◆ Text shown ◆
--- start ---
# Design help...



## bassadict69 (Apr 2, 2018)

The flow numbers I found at the spigot which comes off my irrigation pump are 48-50 psi and 23 gpm. Does this sound right? I didn't expect it that high...

This is at the end of about 30ft of 1-1/2" discharge which comes off the pump...

The plan is to use Maxi-paw heads since I will be using dirty lake water, although it will be passing through a filter. Am I correct that once I plumb this permanently, I should be able to put 5-6 heads on each run?

For now, I hope to follow Eric's lead and come off the valves into water hoses ran above ground. I also need to decide on a controller and am looking at the Rachio.


----------



## ken-n-nancy (Jul 25, 2017)

bassadict69 said:


> The flow numbers I found at the spigot which comes off my irrigation pump are 48-50 psi and 23 gpm. Does this sound right? I didn't expect it that high...


That is a lot of flow -- that's good news. Isn't it nice to be able to pull water out of a pond? 



bassadict69 said:


> The plan is to use Maxi-paw heads since I will be using dirty lake water, although it will be passing through a filter. Am I correct that once I plumb this permanently, I should be able to put 5-6 heads on each run?
--- end ---
◆ Data extract ◆
--- start ---
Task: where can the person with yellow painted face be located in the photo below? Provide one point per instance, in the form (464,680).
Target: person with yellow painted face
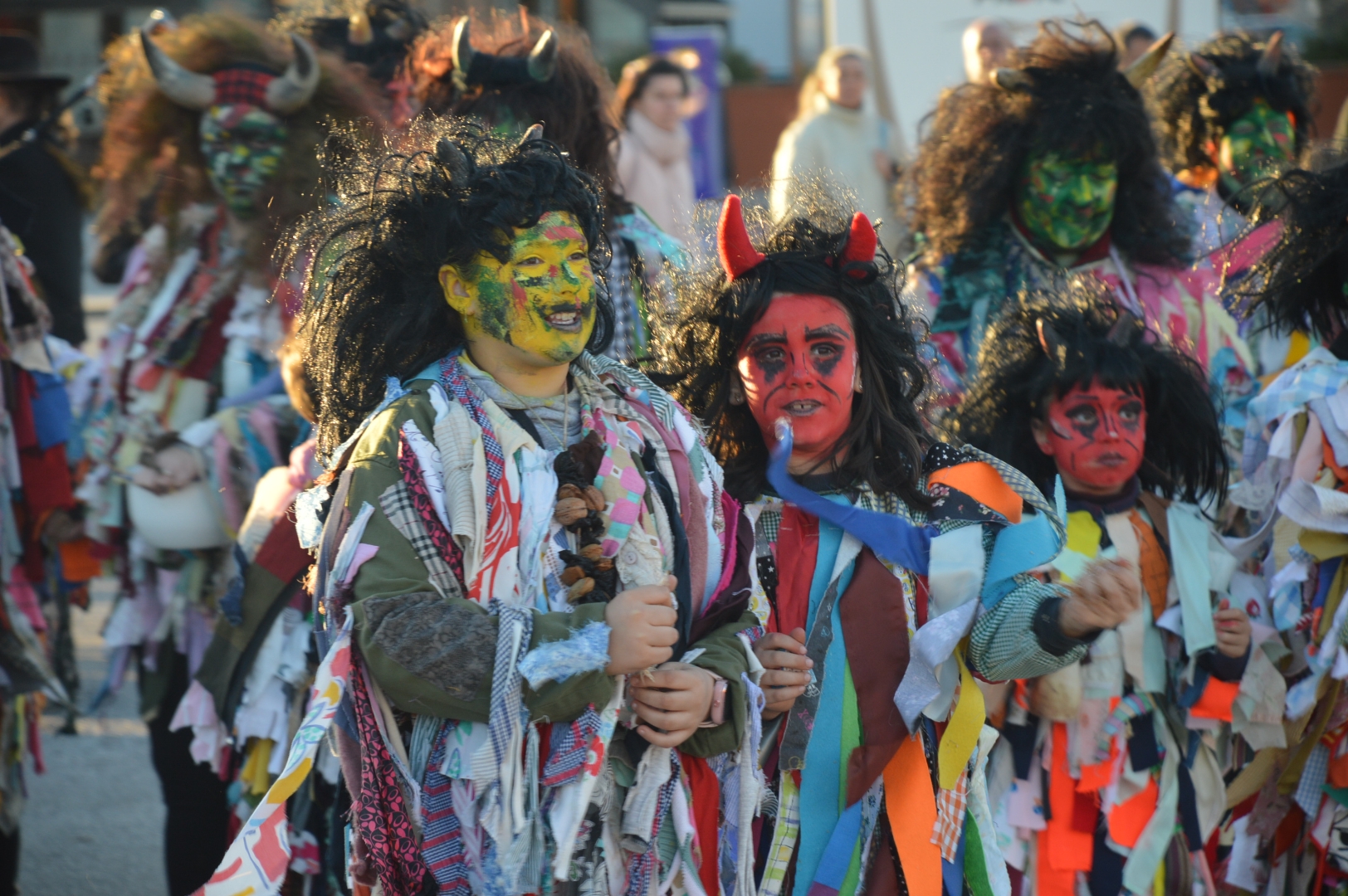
--- end ---
◆ Instructions ◆
**1.** In the irrigation forum thread, which controller is bassadict69 considering?
**2.** Return a verbatim copy of the passage in the irrigation forum thread that begins at the words "## bassadict69 (Apr" and stops after "at the Rachio.".
**3.** Continue the irrigation forum thread from the point where it stops.

◆ Results of the tasks ◆
**1.** The Rachio.

**2.**
## bassadict69 (Apr 2, 2018)

The flow numbers I found at the spigot which comes off my irrigation pump are 48-50 psi and 23 gpm. Does this sound right? I didn't expect it that high...

This is at the end of about 30ft of 1-1/2" discharge which comes off the pump...

The plan is to use Maxi-paw heads since I will be using dirty lake water, although it will be passing through a filter. Am I correct that once I plumb this permanently, I should be able to put 5-6 heads on each run?

For now, I hope to follow Eric's lead and come off the valves into water hoses ran above ground. I also need to decide on a controller and am looking at the Rachio.

**3.**
 The number of heads in each zone will depend upon the delivery rate of the specific head and nozzle you'll be using. You'll need to size each zone to match the capability of your irrigation pump. It's important to get these matched properly, so that the pump runs continuously while you're irrigating but also provides sufficient pressure. For more details, check out the appropriate section of the irrigation tuturials: https://www.irrigationtutorials.com/pumps-selecting-a-pump-step-by-step/

I have zero experience with the Maxi-paw line, but I'll bet that @Rain Bird Corp can provide some expert advice!


----------



## g-man (Jun 15, 2017)

For 1 1/2 30gpm would be more typical, but since you measured from a spigot, it would be less.

I second K&N recommendation to read irrigation tutorial for pumps.


----------



## bassadict69 (Apr 2, 2018)

Can a timer be rigged up now, prior to setting up individual lines and valves? It would be nice to be able to turn the sprinklers on using the app when I first get up rather than having to walk down to the dock to turn the pump on.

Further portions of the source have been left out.